____ PAGE EXCERPT

Louie Knight is the hero in the Aberystwyth Noir novels, a series of cult detective novels written by Malcolm Pryce set in an alternative universe of the Welsh town of Aberystwyth, and centring on Aberystwyth's one private eye Louie Knight. While rich in black humour, and Chandleresque dialogue, the stories contain serious elements - humour is derived from the Welsh flavour of what is essentially an American style, with nods to the Vietnam war and gangster movies. The main religions in this alternative Wales are both Christianity and the druids, who are power mad gangsters, who use murder, extortion, prostitution, and even the sweet ladies of the sweet justice league to maintain their influence.

________
____ DATA SUPPLIED

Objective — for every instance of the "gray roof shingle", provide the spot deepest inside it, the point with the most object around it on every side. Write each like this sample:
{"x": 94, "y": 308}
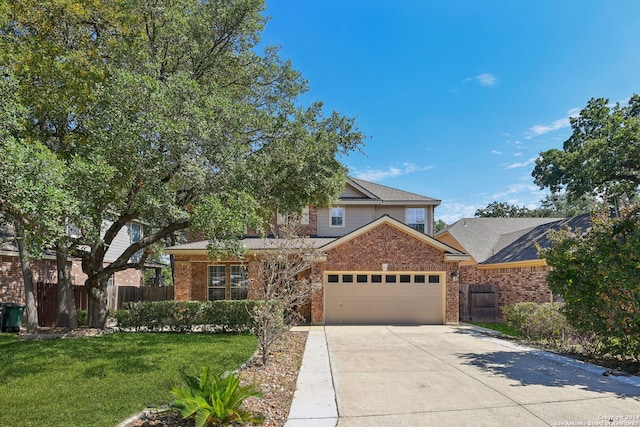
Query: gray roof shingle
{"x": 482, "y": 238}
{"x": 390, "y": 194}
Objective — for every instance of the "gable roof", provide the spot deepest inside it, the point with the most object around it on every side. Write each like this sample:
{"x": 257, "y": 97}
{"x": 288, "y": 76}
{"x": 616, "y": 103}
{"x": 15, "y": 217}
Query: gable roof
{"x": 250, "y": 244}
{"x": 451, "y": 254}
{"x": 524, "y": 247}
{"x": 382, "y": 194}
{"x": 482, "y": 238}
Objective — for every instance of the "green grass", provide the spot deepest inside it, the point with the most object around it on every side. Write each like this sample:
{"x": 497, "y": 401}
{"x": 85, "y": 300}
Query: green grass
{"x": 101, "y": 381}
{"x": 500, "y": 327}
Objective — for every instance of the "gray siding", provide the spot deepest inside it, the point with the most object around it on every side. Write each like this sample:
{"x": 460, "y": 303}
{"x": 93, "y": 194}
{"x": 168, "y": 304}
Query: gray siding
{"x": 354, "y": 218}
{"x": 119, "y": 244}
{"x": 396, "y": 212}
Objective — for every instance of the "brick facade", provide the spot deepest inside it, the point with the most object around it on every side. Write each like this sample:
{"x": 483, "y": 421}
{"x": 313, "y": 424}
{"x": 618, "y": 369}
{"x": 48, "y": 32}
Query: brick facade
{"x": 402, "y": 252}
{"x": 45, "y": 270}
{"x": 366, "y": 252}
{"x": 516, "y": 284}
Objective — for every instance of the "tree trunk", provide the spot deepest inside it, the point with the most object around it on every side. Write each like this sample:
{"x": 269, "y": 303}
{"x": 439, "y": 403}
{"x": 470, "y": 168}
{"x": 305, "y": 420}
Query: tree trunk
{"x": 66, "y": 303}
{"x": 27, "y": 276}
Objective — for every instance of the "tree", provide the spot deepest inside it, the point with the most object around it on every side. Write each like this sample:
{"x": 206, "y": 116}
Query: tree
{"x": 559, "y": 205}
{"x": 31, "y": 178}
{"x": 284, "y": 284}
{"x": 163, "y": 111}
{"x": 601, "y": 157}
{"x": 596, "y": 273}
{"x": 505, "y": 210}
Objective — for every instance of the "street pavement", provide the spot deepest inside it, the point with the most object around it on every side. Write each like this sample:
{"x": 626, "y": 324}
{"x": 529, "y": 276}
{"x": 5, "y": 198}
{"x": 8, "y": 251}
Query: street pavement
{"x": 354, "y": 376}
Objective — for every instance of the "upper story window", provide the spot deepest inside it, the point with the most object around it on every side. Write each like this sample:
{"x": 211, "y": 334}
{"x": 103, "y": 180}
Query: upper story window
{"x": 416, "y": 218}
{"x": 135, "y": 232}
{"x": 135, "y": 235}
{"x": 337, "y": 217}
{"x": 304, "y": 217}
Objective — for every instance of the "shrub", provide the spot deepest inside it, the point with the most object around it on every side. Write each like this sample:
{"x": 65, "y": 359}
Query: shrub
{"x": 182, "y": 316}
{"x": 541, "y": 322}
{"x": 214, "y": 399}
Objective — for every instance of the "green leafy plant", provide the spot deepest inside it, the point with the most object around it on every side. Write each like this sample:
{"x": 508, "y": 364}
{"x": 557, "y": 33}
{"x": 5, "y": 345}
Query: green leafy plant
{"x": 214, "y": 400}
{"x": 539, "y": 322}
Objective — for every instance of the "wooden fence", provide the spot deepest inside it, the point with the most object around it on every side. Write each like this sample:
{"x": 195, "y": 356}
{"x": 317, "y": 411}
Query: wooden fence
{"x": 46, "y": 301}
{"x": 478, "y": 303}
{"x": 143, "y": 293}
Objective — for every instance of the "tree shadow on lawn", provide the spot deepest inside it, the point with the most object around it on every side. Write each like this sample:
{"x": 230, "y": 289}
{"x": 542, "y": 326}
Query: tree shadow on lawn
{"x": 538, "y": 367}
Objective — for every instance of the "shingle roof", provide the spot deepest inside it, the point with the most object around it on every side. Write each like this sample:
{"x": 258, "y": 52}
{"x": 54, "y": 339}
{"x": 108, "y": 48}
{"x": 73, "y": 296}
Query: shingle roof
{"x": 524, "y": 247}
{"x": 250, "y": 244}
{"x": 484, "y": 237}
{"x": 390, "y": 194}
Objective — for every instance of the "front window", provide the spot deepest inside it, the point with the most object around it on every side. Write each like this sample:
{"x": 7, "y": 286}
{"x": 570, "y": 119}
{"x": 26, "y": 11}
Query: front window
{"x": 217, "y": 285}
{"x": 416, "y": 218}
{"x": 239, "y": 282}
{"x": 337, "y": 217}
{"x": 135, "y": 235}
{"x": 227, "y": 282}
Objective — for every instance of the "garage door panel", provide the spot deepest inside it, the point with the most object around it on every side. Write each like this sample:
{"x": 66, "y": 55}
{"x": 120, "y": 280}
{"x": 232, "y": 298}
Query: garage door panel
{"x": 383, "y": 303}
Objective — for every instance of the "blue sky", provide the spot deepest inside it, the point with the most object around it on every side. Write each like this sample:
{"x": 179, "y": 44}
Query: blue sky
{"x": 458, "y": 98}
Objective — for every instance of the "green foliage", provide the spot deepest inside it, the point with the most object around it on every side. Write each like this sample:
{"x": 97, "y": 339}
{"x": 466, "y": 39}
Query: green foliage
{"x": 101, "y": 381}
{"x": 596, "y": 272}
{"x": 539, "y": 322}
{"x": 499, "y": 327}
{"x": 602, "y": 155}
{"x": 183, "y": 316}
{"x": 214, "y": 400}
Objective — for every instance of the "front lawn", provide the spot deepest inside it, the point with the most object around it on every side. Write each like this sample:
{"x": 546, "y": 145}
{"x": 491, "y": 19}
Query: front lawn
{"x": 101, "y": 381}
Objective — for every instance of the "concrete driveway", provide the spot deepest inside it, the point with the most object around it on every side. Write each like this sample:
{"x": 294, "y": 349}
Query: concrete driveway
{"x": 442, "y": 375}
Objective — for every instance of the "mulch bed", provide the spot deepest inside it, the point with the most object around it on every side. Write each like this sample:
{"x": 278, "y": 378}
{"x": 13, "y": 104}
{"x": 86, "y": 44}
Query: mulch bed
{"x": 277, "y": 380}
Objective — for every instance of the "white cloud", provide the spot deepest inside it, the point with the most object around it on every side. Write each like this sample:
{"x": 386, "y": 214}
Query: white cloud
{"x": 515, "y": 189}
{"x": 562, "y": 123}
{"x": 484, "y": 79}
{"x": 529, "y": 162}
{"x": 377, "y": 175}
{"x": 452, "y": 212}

________

*TASKS TO PERFORM*:
[A] Reproduce the Aberystwyth Noir passage starting with "Louie Knight is" and going on through "maintain their influence.".
[B] For each statement, answer yes or no according to the Aberystwyth Noir passage and quote the words that decide it: (i) The novels are written by Malcolm Pryce. (ii) Louie Knight is one of several private eyes in Aberystwyth. (iii) The druids in this alternative Wales are portrayed as peaceful.
Answer from the Aberystwyth Noir passage alone, not from the data.

*REPLIES*:
[A]
Louie Knight is the hero in the Aberystwyth Noir novels, a series of cult detective novels written by Malcolm Pryce set in an alternative universe of the Welsh town of Aberystwyth, and centring on Aberystwyth's one private eye Louie Knight. While rich in black humour, and Chandleresque dialogue, the stories contain serious elements - humour is derived from the Welsh flavour of what is essentially an American style, with nods to the Vietnam war and gangster movies. The main religions in this alternative Wales are both Christianity and the druids, who are power mad gangsters, who use murder, extortion, prostitution, and even the sweet ladies of the sweet justice league to maintain their influence.

[B]
(i) Yes: "written by Malcolm Pryce"
(ii) No: "Aberystwyth's one private eye Louie Knight"
(iii) No: "who are power mad gangsters, who use murder, extortion, prostitution"